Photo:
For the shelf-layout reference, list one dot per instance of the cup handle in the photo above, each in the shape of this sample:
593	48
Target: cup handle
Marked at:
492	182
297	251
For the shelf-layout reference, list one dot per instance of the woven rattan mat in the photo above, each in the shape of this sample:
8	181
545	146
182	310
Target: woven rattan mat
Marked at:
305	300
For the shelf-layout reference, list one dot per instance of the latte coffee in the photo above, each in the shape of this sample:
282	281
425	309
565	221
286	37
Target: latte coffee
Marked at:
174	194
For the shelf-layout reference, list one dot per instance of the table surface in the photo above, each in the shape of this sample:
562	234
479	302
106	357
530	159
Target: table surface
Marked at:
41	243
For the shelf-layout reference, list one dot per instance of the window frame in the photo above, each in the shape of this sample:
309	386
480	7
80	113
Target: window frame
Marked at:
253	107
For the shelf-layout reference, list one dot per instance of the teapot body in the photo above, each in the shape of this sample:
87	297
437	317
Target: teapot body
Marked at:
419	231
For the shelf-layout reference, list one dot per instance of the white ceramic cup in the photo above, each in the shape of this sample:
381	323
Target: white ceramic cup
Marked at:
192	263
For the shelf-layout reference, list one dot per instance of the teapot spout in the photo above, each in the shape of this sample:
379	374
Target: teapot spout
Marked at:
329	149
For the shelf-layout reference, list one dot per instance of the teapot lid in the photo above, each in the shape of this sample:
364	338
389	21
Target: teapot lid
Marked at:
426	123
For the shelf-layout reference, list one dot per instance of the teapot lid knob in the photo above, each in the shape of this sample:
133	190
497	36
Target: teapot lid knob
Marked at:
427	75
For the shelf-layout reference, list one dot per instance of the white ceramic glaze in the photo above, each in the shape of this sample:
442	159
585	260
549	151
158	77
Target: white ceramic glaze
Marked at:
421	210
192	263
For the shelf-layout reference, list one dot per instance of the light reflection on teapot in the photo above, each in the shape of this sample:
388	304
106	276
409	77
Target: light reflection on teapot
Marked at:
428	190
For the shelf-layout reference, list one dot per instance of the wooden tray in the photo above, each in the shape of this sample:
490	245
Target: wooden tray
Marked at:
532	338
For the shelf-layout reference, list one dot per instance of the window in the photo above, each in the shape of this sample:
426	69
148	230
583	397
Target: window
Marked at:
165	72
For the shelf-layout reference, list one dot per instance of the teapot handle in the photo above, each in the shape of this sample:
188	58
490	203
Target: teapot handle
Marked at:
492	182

****

▸ **The task**: Rewrite every line of the records above as a numbered list, leaving out any blank lines.

▸ **Written response**:
1. Photo:
2. For the shelf-layout reference, list one dot per instance of the cup handle in the photo above, each in the shape of this sample:
3. 593	48
4. Target: cup handle
5. Marked at:
6. 492	182
7. 297	251
8. For the shelf-layout reference, list one dot per instance of the woven rattan mat in the photo above, each in the shape of this sample:
9. 8	181
10. 545	146
11. 182	310
12. Target: woven rattan mat
13. Marked at:
14. 305	300
15. For the shelf-layout reference, list one dot per instance of the latte coffee in the photo above, each in the shape of this sample:
16. 282	281
17. 425	309
18. 565	221
19. 286	37
20. Target: latte coffee
21. Marked at:
22. 174	194
23. For the shelf-layout reference, list one dot per instance of the table surface in the photo above, each in the shape of this sample:
24. 562	234
25. 479	302
26. 106	357
27. 530	159
28. Target: table surface
29. Marked at:
30. 41	243
31. For the shelf-layout reference, list one dot per instance of the window frame in the photo above, each in the shape of this sample:
32. 309	386
33. 480	7
34. 80	113
35. Target: window frame
36. Marked at:
37. 253	107
38. For the shelf-layout reference, list one dot per instance of the teapot body in the photo above, each in the shape of this sample:
39. 87	297
40. 437	317
41. Target: teapot body
42. Marked at:
43. 419	231
44. For the shelf-layout reference, list one dot per instance of the white ceramic cup in the photo above, each in the shape of this sample:
45. 381	323
46. Target: white ceramic cup
47. Marked at:
48. 192	263
49. For the shelf-layout reference, list one dot per instance of the teapot spout in the photo above, each in the shape of this sample:
50. 379	374
51. Target: teapot spout
52. Marked at:
53. 329	149
54. For the shelf-layout reference, list one dot per instance of the teapot lid in the photo above, each in the shape of this sample:
55. 364	338
56. 389	21
57. Target: teapot lid
58. Marked at:
59. 426	123
60. For the shelf-layout reference, list one dot per instance of the teapot lid knob in the photo above, each in the shape of this sample:
61. 133	190
62. 497	36
63. Target: teapot lid knob
64. Marked at:
65. 427	75
66. For the shelf-layout reference, list one dot per instance of the white ceramic glaze in the photo above, each in the shape of this sample:
67. 442	159
68. 585	260
69. 549	151
70. 158	77
71. Target: white ceramic glaze
72. Marked at:
73. 421	210
74. 192	263
75. For the shelf-layout reference, list one dot per instance of the light reflection on teapot in the photo above, each in the shape of this sample:
76. 388	304
77. 106	276
78. 409	77
79. Target: light reflection on teapot
80. Marked at:
81. 428	190
82. For the shelf-layout reference, list one dot per instance of the wooden tray in the photo above, each in the shape of this sample:
83. 490	245
84. Target: wooden tray
85. Marked at:
86. 532	338
87. For the shelf-layout reference, list one dot per instance of the window in the photo above, each in the shape of this sample:
88. 426	69
89. 148	230
90. 583	397
91. Target: window
92. Marked at:
93. 165	72
94. For the shelf-layout reference, list one dot per instance of the teapot handle in the photo above, each in the shape of this sample:
95. 188	58
96. 490	203
97. Target: teapot handle
98. Marked at:
99. 492	182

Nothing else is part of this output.